### Assignment
From the data below, return each line in which the string "mountain" is found.
■ ■ ■
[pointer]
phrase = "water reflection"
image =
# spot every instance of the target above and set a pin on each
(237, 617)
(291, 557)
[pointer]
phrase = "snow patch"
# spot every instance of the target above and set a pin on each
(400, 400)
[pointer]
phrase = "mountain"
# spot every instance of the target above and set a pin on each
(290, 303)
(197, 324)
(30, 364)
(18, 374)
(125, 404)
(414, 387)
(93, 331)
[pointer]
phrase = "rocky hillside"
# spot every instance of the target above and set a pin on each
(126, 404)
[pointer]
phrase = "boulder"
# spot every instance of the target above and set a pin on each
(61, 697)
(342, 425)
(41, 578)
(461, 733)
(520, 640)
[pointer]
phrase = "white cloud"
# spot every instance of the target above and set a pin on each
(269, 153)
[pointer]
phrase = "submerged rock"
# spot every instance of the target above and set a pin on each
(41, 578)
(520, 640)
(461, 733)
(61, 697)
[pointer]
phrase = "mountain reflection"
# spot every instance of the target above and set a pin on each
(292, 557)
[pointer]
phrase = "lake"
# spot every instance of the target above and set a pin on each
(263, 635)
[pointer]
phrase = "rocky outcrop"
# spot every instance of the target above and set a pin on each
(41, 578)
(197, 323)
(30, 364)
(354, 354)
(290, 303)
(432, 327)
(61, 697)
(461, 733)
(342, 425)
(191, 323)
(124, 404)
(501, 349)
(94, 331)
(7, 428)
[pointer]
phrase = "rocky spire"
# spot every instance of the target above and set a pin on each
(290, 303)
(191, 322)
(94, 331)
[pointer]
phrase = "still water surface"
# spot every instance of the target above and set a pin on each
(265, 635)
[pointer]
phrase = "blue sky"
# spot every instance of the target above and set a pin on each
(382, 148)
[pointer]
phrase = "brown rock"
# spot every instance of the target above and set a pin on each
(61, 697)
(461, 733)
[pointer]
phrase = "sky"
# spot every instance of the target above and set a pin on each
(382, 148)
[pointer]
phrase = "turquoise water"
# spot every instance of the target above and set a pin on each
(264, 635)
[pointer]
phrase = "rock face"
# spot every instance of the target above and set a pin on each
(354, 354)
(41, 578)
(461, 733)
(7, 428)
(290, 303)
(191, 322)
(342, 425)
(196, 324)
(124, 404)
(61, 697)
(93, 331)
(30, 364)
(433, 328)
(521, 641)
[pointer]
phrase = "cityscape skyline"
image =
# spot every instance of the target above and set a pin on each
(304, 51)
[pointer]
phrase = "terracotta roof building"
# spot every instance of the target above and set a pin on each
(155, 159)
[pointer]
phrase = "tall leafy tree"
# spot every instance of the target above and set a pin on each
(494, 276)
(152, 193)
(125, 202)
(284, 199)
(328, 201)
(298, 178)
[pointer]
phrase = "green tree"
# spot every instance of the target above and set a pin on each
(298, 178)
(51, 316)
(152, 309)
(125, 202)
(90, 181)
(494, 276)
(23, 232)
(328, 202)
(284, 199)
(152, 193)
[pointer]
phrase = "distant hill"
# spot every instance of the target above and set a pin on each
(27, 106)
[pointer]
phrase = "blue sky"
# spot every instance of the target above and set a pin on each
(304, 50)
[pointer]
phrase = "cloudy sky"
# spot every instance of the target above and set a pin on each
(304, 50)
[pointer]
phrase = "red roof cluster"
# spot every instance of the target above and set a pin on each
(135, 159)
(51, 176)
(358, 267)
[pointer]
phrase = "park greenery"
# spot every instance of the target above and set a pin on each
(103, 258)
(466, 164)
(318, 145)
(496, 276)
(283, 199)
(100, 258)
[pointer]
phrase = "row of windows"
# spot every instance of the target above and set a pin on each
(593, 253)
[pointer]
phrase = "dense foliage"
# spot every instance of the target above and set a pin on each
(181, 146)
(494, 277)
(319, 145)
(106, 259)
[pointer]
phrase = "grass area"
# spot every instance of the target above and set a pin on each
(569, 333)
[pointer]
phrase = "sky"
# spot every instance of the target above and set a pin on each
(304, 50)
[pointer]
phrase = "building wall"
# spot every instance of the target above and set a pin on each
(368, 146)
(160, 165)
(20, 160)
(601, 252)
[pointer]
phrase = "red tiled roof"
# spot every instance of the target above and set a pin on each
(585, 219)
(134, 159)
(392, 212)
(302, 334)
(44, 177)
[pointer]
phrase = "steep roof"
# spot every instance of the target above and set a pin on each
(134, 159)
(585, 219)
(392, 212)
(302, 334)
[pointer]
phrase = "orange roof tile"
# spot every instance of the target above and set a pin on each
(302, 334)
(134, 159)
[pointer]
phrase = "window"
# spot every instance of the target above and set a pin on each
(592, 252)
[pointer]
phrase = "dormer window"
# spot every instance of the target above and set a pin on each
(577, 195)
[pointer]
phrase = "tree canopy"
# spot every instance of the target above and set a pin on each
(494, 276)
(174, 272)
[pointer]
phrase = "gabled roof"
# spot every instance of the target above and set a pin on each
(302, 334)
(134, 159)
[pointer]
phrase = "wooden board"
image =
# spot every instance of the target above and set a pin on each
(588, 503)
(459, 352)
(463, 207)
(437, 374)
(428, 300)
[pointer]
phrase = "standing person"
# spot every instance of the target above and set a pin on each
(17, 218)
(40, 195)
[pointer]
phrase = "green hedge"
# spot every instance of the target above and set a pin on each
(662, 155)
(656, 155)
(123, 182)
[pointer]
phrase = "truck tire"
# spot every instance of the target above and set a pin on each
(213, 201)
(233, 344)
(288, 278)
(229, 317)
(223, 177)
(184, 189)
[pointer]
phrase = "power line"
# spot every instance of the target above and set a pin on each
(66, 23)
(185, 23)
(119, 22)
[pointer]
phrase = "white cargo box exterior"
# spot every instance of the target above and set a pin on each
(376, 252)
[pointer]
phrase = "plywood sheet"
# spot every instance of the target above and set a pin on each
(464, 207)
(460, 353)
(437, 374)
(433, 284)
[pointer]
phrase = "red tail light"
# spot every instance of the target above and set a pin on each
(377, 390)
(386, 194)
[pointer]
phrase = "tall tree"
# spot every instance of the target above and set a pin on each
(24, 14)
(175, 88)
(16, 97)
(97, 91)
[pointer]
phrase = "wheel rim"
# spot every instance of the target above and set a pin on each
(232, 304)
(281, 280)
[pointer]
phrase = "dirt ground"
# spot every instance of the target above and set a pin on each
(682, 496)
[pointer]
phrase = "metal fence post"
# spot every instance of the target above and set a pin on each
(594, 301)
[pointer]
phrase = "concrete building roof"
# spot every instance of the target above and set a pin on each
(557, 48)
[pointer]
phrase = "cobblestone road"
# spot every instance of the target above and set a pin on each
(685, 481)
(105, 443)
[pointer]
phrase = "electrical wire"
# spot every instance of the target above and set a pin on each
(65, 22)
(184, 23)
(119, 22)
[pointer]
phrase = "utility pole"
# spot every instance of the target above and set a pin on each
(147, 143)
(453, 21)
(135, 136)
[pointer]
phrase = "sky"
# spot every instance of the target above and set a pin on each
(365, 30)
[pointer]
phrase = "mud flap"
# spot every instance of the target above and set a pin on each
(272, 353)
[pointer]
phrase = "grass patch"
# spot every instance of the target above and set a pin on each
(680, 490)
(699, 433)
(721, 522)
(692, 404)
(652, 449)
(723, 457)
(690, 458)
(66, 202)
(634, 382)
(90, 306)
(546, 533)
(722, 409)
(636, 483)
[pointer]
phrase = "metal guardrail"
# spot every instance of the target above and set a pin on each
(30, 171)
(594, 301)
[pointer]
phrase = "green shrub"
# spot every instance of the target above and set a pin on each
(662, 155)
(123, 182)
■ ■ ■
### Response area
phrase = "mountain"
phrase = "mountain reflection"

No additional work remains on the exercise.